Text to read >>
╭──
# Water bowl in crate at night



## Muddypaws (Jul 9, 2012)

Just a quick question to ask if everyone else leaves a water bowl in with their puppy in the crate at night.

Millie seems to jump up and down in it and I just have a soggy mess in the morning. I'm not sure quite what is wee and quite what is water.... The whole bed is currently in the washing machine as I type....


----------



## TraceyT33 (Jun 25, 2012)

i was wondering what to do about the crate and what to put in it at night.... be interesting to see what is said


----------



## Janene1968 (Aug 7, 2012)

I don't put the water bowl in Alfie's crate at night. His crate contains a comfy dog bed a couple of toys and a blanket. I am letting him out twice a night go a wee if the water bowl was in there I'd probably be up all night


----------



## Sezra (May 20, 2011)

I wouldn't reccomend leaving the water in at night time. I always used to take mine out. Having water in the crate for them to drink will mean they will need a wee in the night and as you want them to learn to go through the night without needing a wee this wont help . I am not sure what time others remove the water but I used to remove it about 9pm. Hope this helps.


----------



## TraceyT33 (Jun 25, 2012)

would you put a puppy pad in the crate at night?


----------



## Sezra (May 20, 2011)

Depending on the size of your crate I would put a bed in one half and a puppy pad in the other.


----------



## janail (Sep 2, 2011)

We've always left water in Kiaya's crate overnight. I often need a drink during the night and I couldn't bear to think that Kiaya might also be thirsty. It's in a bowl that attaches to the bars so she can't knock it over. I occasionally hear her drink from it but she still manages to hold on til we let her out.

We also used to leave a puppy pad in with her (which she loved to chew up). Fortunately it didn't interfere with her toilet training as she held on all night from the beginning.


----------



## RuthMill (Jun 30, 2012)

I have always taken the water bowl away completely at 8pm..no puppy pad either. She has been wet twice in the nearly six weeks we've had her but it hasn't happened for 4 weeks. Keep the night time routine regimented it has worked for us! Sleeps quietly from 9.30 pm to 7-9am depending when we get up! Clean and dry bed in the morning.


----------



## Chumphreys (Oct 1, 2011)

RuthMill said:


> I have always taken the water bowl away completely at 8pm..no puppy pad either. She has been wet twice in the nearly six weeks we've had her but it hasn't happened for 4 weeks. Keep the night time routine regimented it has worked for us! Sleeps quietly from 9.30 pm to 7-9am depending when we get up! Clean and dry bed in the morning.
╰──
Given entries >>
╭──
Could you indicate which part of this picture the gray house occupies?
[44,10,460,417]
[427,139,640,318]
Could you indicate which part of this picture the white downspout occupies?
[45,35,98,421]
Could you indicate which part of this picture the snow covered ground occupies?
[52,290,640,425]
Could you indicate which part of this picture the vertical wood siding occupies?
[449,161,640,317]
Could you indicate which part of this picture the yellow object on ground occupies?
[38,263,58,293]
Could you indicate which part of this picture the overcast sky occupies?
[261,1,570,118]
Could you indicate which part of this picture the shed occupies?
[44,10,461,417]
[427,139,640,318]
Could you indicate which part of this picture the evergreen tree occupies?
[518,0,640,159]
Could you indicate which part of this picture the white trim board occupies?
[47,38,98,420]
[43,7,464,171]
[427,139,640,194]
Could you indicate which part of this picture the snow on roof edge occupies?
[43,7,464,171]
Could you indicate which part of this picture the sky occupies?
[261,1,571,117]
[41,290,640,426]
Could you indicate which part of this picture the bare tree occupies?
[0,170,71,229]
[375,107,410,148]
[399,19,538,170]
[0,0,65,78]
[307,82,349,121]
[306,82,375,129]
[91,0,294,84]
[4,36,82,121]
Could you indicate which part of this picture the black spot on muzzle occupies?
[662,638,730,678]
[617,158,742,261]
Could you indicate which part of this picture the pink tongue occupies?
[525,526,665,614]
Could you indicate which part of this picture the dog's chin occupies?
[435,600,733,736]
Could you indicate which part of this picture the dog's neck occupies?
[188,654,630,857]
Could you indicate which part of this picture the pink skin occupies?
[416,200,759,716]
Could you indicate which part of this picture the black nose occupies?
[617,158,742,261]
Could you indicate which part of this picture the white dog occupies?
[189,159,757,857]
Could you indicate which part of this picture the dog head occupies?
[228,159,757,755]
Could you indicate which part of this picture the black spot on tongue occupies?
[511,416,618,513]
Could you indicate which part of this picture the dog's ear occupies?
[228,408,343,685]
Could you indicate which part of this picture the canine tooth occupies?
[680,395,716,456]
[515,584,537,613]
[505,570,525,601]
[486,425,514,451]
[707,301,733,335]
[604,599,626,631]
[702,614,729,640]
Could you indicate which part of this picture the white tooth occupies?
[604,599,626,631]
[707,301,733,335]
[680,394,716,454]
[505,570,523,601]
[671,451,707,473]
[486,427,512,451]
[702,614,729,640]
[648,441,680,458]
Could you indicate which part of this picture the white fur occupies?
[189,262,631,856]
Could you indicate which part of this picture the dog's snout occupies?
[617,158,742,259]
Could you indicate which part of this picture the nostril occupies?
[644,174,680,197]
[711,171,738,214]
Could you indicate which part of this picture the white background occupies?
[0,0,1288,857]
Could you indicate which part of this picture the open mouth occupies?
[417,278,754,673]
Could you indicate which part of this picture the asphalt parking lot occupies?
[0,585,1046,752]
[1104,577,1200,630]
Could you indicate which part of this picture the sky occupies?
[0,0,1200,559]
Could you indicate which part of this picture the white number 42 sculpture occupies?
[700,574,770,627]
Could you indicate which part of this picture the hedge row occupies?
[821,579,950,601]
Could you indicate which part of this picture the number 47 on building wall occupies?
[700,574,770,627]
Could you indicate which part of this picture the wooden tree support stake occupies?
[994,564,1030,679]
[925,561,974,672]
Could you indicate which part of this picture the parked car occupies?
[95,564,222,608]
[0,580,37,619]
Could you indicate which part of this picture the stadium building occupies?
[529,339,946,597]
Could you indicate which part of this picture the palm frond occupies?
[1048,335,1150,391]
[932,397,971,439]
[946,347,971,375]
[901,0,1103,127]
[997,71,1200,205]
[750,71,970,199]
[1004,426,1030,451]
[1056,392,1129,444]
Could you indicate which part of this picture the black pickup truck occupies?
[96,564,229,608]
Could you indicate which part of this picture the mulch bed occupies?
╰──
Jobs >>
1/ In the thread about water bowls in crates, at what time did Sezra use to take the water away?
2/ According to the thread about water bowls in crates, why does Sezra advise against leaving water in the crate at night?
3/ Continue the thread about water bowls in crates from where it stops.

Written answers >>
1/ About 9pm.

2/ If the puppy has water to drink, it will need a wee in the night. Sezra says that won't help, because the goal is for the puppy to learn to get through the night without needing one.

3/
Ruth did you get up in the night to take her to the toilet or just leave her?
XClare


----------



## Hfd (Aug 19, 2011)

We didn't leave water in the crate for Billy. We had a puppy pad in half which was used for about a week then dry for a week or so at which point we removed it. We never got up to let Billy out during the night and after a few days he slept from around 10.30pm till 7am. Even now (at 1 year) when he is let out of his crate on a morning he doesn't go straight out for a wee - preferring to run upstairs and see who is up!! 
H x


----------



## Jedicrazy (Apr 26, 2011)

Nope never left a water bowl in the crate.


----------



## Blackstreet (Jun 15, 2012)

we get our pup on saturday, and i dont plan to leave either water or a puppy pad. My view is that leaving a puppy pad would potentially make it "ok" for the pup to do his business indoors, so we are planning on getting up early when he whines to take him outside, and then straight back to bed. And water, (from what ive read) should be removed from around 2 hours before bed time to ensure a dry night. There are so many theories out there its hard to know what to follow, but this one makes sense. It does mean having to wake up super early to take Cosmo outside, but id rather do that, and hopefully speed up houstraining as a result. a puppy pad to me sends the wrong signals.


----------



## tessybear (May 1, 2011)

I couldn't imagine taking water away from mine just incase they might need a wee in the night it just seems cruel. I am often thirsty in the night so why wouldn't a dog be?


----------



## KCsunshine (Apr 16, 2012)

We have been leaving a small bowl of water in the corner of the crate at night, just only a cm deep though. she did tip it up the first night, but not since.

We have the crate set up with vet bed half way down crate, bed at one end on top of vet bed, and puppy pad folded in two at the foot of the crate.

It's hard to tell (because water tipped first night) but I don't think she has used the puppy pad yet. Her bed is completely dry every morning. 

I maybe a meanie but I don't get up to her at all at night to let her out. She goes to bed at 10.30 and gets up between 5 and 6 and she is doing great with it.


----------



## tessybear (May 1, 2011)

You can get an attachment for the water bowl to fix on side of the crate so it doesn't spill, all pet shops sell them. It works a treat, mine would soak their crates if I didn't have one


----------



## lilaclynda (Jul 24, 2010)

hi 
with ollie now 2 we had bed and a puppy pad in his crate but he never soiled it , now with Millie 9 weeks she just has a bed . we are taking her out every 20 mins to toilet throughout the day and in the evening her last toilet is 11pm and she has gone till 5,30 am the last 2 nights and bless her gone back till 7am ,Ollie never did that . xxlynda


----------



## Janene1968 (Aug 7, 2012)

Hi Ruth, what exactly was your regimented nighttime routine? We've only had our cockapoo for 6 days. We are still at the whining and crying stage when he goes in his crate at nigh which i hope will improve soon. I get up 2 or 3 times during the night to take him for a wee, going through the night with Alfie asleep non stop seems a long way off. Did you take yours out in the night initially?


----------



## lady amanda (Nov 26, 2010)

we have never ever left a water bowl in the crate at night.


----------



## MillieDog (Jun 1, 2011)

I left a small bowl of water in the crate, didn't like the idea of her being thirsty. I put in the far corner away from the crate door, seems obvious, but took me a while to work it out.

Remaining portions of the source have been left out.